**Task directions:** Retype everything in the listing, leaving each line exactly as it is.

**Data:**
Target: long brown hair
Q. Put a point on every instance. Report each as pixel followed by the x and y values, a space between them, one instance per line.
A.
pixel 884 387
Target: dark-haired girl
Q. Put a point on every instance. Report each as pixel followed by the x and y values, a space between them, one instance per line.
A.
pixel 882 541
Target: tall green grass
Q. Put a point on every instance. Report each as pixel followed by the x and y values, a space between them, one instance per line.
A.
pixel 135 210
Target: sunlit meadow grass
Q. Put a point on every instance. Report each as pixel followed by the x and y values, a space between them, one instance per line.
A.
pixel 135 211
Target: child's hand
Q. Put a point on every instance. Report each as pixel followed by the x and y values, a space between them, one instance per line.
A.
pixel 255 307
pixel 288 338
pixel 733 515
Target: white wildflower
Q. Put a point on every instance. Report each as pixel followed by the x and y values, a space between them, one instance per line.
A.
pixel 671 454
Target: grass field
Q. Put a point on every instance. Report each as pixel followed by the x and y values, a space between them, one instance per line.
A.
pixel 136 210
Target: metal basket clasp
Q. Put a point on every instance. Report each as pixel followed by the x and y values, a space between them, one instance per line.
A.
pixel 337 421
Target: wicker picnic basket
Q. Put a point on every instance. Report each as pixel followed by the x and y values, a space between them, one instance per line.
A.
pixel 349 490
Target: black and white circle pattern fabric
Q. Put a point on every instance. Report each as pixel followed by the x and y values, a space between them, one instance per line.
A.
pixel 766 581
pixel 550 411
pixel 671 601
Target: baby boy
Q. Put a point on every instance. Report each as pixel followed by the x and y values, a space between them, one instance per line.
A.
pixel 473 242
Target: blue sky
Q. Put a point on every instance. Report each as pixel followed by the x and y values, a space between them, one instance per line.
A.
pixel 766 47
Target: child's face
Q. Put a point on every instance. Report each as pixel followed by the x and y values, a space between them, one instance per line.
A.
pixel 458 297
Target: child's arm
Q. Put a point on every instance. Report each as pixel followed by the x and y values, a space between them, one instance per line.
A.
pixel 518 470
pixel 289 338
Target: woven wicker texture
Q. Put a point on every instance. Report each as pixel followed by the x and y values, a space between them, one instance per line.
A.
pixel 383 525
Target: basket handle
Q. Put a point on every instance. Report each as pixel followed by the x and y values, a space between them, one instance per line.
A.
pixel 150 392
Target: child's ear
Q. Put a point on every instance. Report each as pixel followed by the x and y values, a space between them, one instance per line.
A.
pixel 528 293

**Exercise answer:**
Target: long brown hair
Q. Put a point on every instance. Report each as pixel followed by the x and y values, a space between them, one instance per line.
A.
pixel 884 387
Target: dark-haired girl
Q. Put a point on every instance. Report each as pixel followed by the x and y values, a space between them, one instance per line.
A.
pixel 882 541
Target: tall green grass
Q. Put a point on every instance. Report each as pixel followed by the x and y values, a space between them, one instance per line.
A.
pixel 135 210
Target: sunlit meadow grass
Q. Put a point on every instance. Report each as pixel followed by the x and y values, a space between them, one instance per line.
A.
pixel 135 211
Target: child's hand
Q. Put a point on every instance. Report each as pixel followed by the x and y values, a space between them, one instance per line.
A.
pixel 255 307
pixel 288 338
pixel 733 515
Target: white wildflower
Q. Put a point on every instance. Report each as pixel followed by the x and y values, a space between them, one instance per line.
A.
pixel 671 454
Target: grass field
Q. Put a point on every instance. Report each as pixel followed by the x and y values, a space between them, one instance per line.
A.
pixel 136 210
Target: metal basket clasp
Q. Put a point on every instance. Report each as pixel followed by the x and y values, a space between them, one instance per line.
A.
pixel 337 421
Target: wicker picnic basket
Q. Put a point on every instance. Report each as pixel followed by the x and y values, a space between them, one instance per line.
A.
pixel 349 490
Target: black and white circle pattern fabric
Q. Put a point on every instance. Report each as pixel followed by the x and y values, a space between them, one instance per line.
A.
pixel 766 581
pixel 550 411
pixel 671 601
Target: baby boy
Q. Put a point on every instance. Report each as pixel followed by the x and y values, a space between them, one instance per line.
A.
pixel 473 242
Target: blue sky
Q. Put a point on every instance. Report each as pixel followed by the x and y values, a space between them, one instance per line.
A.
pixel 766 47
Target: child's face
Q. Put a point on every instance. Report each as pixel followed by the x and y values, a space between them, one instance per line.
A.
pixel 458 297
Target: child's arm
Q. Put a point on every instance. Report each as pixel followed by the x and y values, a space between them, one instance per line.
A.
pixel 518 470
pixel 289 338
Target: woven wicker texture
Q. Put a point on every instance. Report each as pixel followed by the x and y values, a space between them, one instance per line.
A.
pixel 383 525
Target: basket handle
Q. Put a point on every instance. Report each as pixel followed by the x and y values, a space between them, one instance per line.
A.
pixel 150 392
Target: child's ear
Q. Put a point on every instance. Report each as pixel followed by the x and y values, a space between them, one instance per line.
A.
pixel 528 293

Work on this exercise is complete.